= SET TASK =
Extract every line of the records below that contains the string "excavator", treating uppercase and lowercase letters as distinct.

= DATA LINES =
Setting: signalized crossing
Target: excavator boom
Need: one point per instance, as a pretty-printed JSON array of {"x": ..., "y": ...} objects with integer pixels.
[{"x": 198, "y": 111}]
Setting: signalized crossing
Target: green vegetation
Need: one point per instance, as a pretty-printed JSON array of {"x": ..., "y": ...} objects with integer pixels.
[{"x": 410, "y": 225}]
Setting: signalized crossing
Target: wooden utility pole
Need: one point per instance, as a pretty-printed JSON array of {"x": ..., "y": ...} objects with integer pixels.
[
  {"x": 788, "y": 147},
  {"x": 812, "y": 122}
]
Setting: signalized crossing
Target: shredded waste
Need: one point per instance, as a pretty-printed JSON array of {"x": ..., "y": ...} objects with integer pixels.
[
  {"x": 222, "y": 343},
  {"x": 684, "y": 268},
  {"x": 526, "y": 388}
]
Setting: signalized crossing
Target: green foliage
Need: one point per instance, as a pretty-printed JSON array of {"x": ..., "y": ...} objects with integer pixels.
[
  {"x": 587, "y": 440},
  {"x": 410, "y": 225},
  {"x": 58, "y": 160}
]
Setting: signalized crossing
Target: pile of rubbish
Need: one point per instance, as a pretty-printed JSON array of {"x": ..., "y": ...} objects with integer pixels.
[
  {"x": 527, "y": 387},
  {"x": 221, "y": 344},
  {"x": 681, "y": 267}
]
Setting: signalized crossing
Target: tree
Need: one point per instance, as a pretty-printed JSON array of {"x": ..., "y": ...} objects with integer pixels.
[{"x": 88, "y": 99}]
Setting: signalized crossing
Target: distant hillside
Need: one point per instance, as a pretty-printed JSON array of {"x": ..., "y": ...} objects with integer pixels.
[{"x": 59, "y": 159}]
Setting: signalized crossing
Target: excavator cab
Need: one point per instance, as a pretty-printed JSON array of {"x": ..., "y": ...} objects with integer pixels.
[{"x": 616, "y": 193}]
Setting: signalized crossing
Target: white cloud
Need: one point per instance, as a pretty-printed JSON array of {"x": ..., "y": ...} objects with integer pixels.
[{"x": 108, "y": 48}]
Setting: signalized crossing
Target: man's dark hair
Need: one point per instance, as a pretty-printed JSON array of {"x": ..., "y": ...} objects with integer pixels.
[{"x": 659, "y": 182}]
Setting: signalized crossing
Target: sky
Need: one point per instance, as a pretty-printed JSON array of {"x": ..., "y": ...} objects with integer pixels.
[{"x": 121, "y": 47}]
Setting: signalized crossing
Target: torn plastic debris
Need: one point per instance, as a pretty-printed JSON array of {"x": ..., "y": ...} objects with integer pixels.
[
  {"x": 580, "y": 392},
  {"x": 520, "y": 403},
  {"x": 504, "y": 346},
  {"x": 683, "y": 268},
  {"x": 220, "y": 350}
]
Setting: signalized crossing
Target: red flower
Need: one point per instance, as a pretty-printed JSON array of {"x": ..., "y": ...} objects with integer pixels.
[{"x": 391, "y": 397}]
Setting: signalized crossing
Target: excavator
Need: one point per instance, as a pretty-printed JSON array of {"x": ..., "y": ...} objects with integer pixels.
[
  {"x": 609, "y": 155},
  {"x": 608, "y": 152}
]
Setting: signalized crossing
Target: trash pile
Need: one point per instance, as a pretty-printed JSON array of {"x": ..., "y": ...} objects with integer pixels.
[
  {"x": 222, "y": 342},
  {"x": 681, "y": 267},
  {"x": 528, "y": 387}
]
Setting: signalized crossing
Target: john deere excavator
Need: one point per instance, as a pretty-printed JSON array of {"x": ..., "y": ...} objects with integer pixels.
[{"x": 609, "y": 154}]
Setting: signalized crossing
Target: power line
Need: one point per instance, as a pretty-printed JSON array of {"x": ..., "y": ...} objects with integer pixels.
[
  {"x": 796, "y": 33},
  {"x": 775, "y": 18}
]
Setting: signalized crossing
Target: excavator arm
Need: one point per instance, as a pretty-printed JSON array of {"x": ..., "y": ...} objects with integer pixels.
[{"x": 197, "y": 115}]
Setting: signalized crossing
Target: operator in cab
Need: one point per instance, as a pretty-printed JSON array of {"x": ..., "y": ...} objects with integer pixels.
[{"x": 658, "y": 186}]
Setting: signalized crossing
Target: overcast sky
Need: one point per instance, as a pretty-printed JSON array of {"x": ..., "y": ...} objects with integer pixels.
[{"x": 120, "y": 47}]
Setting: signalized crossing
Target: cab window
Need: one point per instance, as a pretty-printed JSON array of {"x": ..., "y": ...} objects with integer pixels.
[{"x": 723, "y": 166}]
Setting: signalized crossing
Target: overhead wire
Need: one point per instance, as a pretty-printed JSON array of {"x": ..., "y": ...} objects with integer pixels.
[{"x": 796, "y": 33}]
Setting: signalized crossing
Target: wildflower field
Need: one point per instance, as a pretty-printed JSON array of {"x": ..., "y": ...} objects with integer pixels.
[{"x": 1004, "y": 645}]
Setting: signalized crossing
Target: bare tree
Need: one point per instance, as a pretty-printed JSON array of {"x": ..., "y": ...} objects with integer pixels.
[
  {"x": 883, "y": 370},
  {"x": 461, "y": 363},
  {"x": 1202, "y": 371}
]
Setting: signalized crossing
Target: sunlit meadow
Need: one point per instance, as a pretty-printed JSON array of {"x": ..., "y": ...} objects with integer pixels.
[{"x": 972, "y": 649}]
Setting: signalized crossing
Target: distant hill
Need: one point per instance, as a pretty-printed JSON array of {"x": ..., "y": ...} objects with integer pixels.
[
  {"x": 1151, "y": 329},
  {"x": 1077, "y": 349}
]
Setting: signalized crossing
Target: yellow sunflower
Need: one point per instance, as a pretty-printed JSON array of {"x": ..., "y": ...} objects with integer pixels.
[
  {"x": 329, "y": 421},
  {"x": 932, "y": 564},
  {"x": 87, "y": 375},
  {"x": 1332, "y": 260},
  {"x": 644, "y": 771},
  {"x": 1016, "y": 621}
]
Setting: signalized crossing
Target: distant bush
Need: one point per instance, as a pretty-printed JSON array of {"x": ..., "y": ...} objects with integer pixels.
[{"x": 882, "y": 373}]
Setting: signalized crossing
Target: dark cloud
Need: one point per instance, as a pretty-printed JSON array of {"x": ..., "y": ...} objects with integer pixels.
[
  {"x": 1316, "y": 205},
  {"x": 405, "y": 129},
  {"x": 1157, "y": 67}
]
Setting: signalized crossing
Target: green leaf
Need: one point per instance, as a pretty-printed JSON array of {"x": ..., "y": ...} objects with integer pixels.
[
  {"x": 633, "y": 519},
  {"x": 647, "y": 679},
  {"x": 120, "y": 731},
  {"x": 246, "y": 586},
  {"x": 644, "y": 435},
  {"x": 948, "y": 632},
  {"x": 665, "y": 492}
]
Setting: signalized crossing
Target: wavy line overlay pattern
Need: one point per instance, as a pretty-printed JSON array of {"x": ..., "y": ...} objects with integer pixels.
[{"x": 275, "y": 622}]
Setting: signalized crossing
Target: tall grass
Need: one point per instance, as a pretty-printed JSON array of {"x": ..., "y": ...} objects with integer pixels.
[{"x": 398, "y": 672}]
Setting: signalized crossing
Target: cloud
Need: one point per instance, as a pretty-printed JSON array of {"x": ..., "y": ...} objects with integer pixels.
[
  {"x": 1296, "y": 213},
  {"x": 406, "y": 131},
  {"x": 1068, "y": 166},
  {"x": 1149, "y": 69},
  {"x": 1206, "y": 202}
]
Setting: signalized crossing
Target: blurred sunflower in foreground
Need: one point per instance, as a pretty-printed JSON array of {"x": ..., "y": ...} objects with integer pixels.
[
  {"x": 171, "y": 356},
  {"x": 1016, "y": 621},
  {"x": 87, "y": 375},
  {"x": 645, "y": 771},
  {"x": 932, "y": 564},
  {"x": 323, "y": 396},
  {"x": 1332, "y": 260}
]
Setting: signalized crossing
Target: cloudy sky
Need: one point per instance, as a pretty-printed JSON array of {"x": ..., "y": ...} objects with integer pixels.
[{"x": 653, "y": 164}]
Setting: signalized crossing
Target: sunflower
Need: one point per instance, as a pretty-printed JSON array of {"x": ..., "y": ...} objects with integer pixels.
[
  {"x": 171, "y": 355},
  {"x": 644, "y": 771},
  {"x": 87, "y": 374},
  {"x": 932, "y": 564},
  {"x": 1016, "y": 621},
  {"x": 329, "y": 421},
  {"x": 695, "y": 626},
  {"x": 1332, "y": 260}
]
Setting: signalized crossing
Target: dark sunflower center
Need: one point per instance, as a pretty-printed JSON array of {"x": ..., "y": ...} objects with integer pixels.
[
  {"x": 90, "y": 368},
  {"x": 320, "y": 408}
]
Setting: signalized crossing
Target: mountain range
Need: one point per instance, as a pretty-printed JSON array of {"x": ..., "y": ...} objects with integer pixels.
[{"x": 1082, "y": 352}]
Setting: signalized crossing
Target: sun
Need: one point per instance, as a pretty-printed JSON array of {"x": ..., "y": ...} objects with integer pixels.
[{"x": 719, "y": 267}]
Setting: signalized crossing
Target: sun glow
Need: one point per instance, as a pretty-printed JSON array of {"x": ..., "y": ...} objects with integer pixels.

= RESULT OF THE TASK =
Target: excavator boom
Target: excavator cab
Target: excavator
Target: john deere excavator
Target: excavator arm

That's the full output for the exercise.